=== Text under study ===
■ ■ ■ ■ ■
Inside 280 Bakery, Reykjavík’s New Daily Ritual

280 Bakery feels like a place built around a simple idea: good bread, good coffee, and the craft of baking made visible.

Located on Klapparstígur 37 in downtown Reykjavík, the bakery serves sourdough bread, pastries, sandwiches, and specialty coffee, all made on-site. It opened in October 2025 in the former home of Aðalvídeóleigan, giving a familiar Reykjavík address a new purpose. The project was founded by baker Ari Hermannsson together with Hafsteinn Júlíusson and Karítas Sveinsdóttir of HAF Studio.

What makes 280 stand out is not only the product, but the way the space is arranged around it. The oven is placed at the front of the room, with the production area visible to customers. Instead of separating the making from the buying, the bakery lets the process become part of the experience. You see the work behind the bread: the movement, the heat, the timing, the repetition.

That decision gives the place its character. It does not feel like a café with baking as a backdrop. It feels like a bakery first. The design supports the work rather than distracting from it, with materials that Ari has described as carrying a certain nostalgia: terrazzo flooring, smoked oak, and glazed tiles.

The name also comes directly from the craft. 280 is not a postcode or a house number; it refers to the temperature used to bake the sourdough bread, 280°C. It is a simple piece of identity, but it works because it belongs to the process. The branding is not separate from the bakery. It comes from the bakery.

The menu reflects the same balance between familiarity and something slightly more considered. 280 describes its baking as inspired by Icelandic, Scandinavian, French, and Italian traditions. On a normal day, that can mean sourdough loaves, Danish rye bread, Swedish-style buns, croissants, cornetto, sandwiches, pastries, espresso, and filter coffee. The offering is practical enough for everyday use, but still has the feeling of a place that cares about details.

What makes 280 interesting is how naturally everything connects. The food, the space, the branding, and the location all feel considered, but not overworked. It has a clear point of view without needing to explain itself too much.

Its value is built through consistency: good bread, good coffee, a room that feels right, and a reason to return. Over time, those details become more than the sum of their parts. They turn a bakery into a place people recognise, use, and attach meaning to.

280 shows how strong a hospitality concept can be when craft and atmosphere are treated with equal care. It feels rooted in Reykjavík, but not confined by it.
■ ■ ■ ■ ■
Referring expression pointing data
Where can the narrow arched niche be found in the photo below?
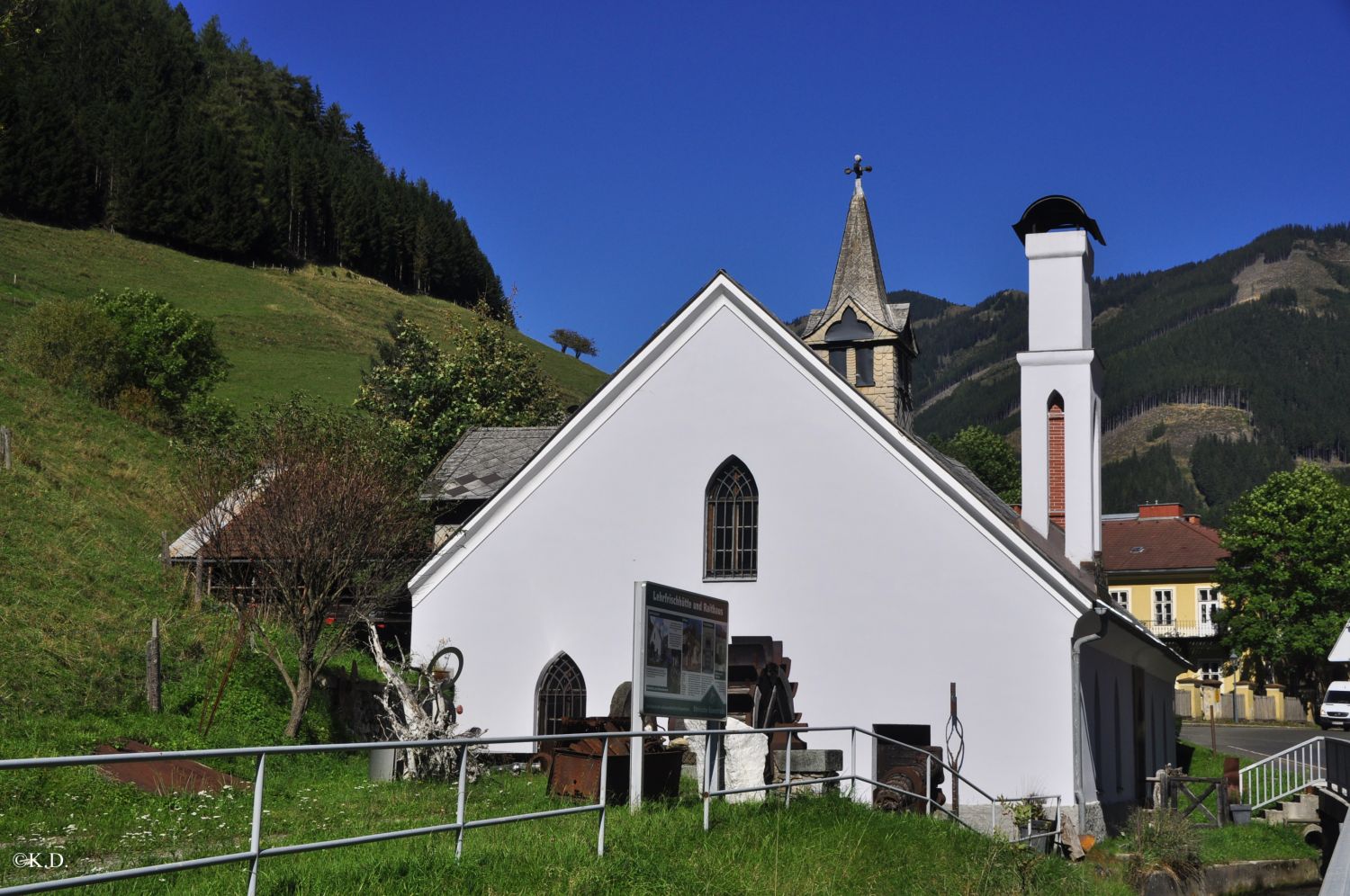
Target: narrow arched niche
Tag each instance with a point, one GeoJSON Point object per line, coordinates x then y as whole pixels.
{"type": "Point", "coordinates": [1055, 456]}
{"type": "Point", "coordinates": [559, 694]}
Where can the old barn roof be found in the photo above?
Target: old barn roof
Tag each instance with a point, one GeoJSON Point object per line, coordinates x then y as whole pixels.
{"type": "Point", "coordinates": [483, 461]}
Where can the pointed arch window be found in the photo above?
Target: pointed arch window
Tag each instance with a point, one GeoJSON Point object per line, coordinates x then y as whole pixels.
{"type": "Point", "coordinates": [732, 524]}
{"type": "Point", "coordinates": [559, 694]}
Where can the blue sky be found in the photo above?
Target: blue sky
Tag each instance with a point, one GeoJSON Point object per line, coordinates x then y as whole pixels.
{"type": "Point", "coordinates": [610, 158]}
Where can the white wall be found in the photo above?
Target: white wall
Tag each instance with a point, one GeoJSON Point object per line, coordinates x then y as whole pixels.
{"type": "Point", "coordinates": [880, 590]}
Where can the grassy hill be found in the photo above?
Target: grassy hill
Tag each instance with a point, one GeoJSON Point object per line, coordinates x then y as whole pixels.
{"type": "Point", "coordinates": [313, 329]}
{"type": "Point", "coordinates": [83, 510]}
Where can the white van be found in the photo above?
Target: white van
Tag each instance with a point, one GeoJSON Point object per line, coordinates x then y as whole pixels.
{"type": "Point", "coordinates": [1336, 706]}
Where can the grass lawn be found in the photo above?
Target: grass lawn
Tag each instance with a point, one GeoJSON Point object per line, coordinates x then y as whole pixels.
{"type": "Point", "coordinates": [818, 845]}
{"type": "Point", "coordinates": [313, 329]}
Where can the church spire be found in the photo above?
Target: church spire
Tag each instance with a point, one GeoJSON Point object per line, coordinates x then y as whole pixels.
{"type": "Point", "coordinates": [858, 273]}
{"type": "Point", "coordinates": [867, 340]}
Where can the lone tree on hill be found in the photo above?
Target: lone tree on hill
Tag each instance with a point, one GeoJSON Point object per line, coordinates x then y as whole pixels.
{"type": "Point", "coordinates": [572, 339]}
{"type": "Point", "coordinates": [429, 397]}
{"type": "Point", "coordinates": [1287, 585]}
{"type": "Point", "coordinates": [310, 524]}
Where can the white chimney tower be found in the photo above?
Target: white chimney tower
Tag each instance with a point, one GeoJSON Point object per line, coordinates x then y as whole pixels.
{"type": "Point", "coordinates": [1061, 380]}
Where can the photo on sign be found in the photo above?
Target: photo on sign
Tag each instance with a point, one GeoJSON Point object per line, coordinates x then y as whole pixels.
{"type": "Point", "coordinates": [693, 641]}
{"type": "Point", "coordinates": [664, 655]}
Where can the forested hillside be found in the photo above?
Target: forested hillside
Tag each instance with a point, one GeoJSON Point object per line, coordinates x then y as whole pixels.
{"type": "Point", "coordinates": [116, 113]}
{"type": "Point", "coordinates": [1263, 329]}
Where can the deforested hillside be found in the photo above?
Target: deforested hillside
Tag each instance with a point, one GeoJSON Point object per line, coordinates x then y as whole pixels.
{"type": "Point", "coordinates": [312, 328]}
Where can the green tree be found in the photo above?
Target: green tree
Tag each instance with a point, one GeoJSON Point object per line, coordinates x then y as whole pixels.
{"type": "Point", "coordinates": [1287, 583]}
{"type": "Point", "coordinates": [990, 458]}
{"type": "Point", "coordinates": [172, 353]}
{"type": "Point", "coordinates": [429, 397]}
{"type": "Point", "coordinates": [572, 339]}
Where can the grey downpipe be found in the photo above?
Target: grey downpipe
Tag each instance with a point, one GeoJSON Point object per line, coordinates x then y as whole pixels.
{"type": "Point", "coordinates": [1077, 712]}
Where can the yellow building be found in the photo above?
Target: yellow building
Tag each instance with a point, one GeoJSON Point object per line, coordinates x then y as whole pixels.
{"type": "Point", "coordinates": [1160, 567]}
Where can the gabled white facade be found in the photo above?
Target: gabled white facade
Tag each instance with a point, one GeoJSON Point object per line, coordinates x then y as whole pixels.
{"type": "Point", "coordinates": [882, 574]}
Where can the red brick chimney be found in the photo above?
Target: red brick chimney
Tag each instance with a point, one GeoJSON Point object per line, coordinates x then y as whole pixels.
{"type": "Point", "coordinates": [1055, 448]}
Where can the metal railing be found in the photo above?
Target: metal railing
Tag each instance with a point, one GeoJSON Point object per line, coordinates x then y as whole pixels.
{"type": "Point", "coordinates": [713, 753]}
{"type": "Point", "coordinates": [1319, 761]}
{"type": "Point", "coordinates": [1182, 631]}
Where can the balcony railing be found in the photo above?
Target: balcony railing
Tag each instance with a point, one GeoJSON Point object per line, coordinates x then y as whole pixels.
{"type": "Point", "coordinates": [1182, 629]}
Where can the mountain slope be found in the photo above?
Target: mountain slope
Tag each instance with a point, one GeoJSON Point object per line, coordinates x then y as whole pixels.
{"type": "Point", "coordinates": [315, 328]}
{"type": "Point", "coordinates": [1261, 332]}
■ ■ ■ ■ ■
=== Exercise requirements ===
1) According to the article on 280 Bakery, why does the bakery carry the name 280?
2) Reproduce the passage of the article on 280 Bakery that begins with the words "Its value is" and ends with "attach meaning to.".
Answer solely from the article on 280 Bakery, without drawing on any outside knowledge.

=== Results ===
1) The name refers to the temperature at which the bakery bakes its sourdough bread, 280°C, rather than to a postcode or a house number. The article explains that the name works as identity because it belongs to the baking process, so the branding comes from the bakery itself.

2)
Its value is built through consistency: good bread, good coffee, a room that feels right, and a reason to return. Over time, those details become more than the sum of their parts. They turn a bakery into a place people recognise, use, and attach meaning to.